§ Given text
HIGH HOPES - Sue Baldassano & Her Time Release Love Potion

Interview by Dale Kaplan
Images by Sue Baldassano

I love Susan Baldassano and  her stories about New York in the 1980’s, This Valentine’s Day, I was lucky enough to sit  down with the chef, artist and native New Yorker, as she recalled her wild adventures in unrequited love and the circumstances that inspired the invention and preparation of her exclusive love potion that worked. See recipe here

WHAT WERE YOU DOING WHEN YOU CREATED YOUR LOVE POTION?

§ Goals
• 1. Edit the interview passage between "Interview by Dale" and "YOUR LOVE POTION?", inclusive, putting "cook" in place of "chef", and give the revised passage.
• 2. Condense the interview paragraph that begins "I love Susan Baldassano" into two sentences, keeping its main facts.
• 3. Answer these questions from the interview:
(a) Who conducted the interview?
(b) Who is credited with the images?
(c) New York in which decade do Susan Baldassano's stories describe?

§ Extracted data
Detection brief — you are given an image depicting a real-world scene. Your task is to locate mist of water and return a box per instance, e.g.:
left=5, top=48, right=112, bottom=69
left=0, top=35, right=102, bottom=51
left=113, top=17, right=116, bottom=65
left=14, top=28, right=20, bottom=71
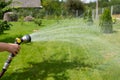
left=30, top=19, right=99, bottom=44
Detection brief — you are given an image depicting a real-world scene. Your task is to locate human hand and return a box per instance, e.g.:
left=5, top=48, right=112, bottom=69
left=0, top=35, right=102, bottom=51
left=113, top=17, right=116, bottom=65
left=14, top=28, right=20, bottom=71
left=7, top=44, right=20, bottom=55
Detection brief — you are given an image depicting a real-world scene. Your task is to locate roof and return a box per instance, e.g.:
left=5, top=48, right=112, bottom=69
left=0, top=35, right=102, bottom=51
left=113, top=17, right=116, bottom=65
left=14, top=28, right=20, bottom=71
left=5, top=0, right=42, bottom=8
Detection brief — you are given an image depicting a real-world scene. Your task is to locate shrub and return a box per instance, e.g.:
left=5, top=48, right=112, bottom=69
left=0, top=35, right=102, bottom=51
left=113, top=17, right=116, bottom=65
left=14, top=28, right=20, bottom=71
left=0, top=21, right=11, bottom=34
left=34, top=19, right=42, bottom=26
left=99, top=8, right=113, bottom=33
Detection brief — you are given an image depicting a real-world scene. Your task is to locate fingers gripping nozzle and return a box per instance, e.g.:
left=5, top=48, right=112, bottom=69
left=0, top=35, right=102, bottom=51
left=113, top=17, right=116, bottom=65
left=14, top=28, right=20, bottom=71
left=15, top=35, right=31, bottom=45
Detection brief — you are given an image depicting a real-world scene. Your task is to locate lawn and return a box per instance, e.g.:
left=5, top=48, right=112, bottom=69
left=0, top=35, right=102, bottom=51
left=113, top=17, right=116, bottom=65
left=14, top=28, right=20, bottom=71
left=0, top=19, right=120, bottom=80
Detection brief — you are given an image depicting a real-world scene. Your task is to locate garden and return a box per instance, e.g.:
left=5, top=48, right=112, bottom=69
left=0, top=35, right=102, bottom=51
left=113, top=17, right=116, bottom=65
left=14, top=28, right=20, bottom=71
left=0, top=0, right=120, bottom=80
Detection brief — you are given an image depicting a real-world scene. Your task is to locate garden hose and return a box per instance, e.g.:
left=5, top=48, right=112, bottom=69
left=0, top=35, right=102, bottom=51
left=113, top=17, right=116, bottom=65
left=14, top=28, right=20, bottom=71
left=0, top=35, right=31, bottom=78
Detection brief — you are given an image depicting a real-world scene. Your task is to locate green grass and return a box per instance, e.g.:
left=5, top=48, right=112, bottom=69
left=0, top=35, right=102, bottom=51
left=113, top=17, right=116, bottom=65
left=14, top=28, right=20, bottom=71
left=0, top=19, right=120, bottom=80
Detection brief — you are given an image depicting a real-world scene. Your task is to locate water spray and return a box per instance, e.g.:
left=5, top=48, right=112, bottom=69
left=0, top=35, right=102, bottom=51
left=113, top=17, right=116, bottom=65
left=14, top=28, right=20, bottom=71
left=0, top=35, right=31, bottom=78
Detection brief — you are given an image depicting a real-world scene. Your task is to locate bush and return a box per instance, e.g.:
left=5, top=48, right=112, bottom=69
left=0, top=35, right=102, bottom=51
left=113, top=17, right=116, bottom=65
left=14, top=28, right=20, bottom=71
left=99, top=8, right=113, bottom=33
left=34, top=19, right=42, bottom=26
left=0, top=21, right=11, bottom=34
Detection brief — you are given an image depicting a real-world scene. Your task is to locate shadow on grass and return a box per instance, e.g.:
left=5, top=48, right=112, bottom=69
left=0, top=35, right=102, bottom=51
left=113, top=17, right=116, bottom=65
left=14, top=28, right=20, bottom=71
left=3, top=61, right=91, bottom=80
left=0, top=33, right=22, bottom=43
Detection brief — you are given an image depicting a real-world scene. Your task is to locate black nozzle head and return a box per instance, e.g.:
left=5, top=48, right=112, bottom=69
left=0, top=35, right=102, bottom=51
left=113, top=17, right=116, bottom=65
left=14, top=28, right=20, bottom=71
left=21, top=35, right=31, bottom=42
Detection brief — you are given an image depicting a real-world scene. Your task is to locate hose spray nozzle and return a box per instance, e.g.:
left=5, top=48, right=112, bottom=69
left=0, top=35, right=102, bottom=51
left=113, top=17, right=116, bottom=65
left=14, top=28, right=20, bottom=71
left=16, top=35, right=31, bottom=44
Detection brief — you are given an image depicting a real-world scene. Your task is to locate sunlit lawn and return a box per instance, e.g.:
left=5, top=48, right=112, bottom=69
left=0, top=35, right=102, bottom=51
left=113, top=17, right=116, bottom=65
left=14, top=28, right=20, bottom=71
left=0, top=19, right=120, bottom=80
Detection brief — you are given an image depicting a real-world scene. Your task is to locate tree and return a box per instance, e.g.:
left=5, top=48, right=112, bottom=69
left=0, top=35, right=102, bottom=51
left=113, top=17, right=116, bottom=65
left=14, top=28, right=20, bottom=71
left=65, top=0, right=85, bottom=16
left=42, top=0, right=62, bottom=16
left=0, top=0, right=12, bottom=19
left=99, top=8, right=113, bottom=33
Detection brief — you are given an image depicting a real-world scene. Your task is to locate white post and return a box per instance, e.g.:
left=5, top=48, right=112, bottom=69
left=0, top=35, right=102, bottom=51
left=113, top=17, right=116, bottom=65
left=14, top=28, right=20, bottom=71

§ Exercise results
• 1.
Interview by Dale Kaplan
Images by Sue Baldassano

I love Susan Baldassano and  her stories about New York in the 1980’s, This Valentine’s Day, I was lucky enough to sit  down with the cook, artist and native New Yorker, as she recalled her wild adventures in unrequited love and the circumstances that inspired the invention and preparation of her exclusive love potion that worked. See recipe here

WHAT WERE YOU DOING WHEN YOU CREATED YOUR LOVE POTION?

• 2. The writer, a fan of Susan Baldassano's stories about 1980s New York, sat down this Valentine's Day with the chef, artist and native New Yorker. She recalled her wild adventures in unrequited love and the circumstances that led her to invent and prepare her exclusive love potion, which worked.

• 3.
(a) Dale Kaplan
(b) Sue Baldassano
(c) The 1980s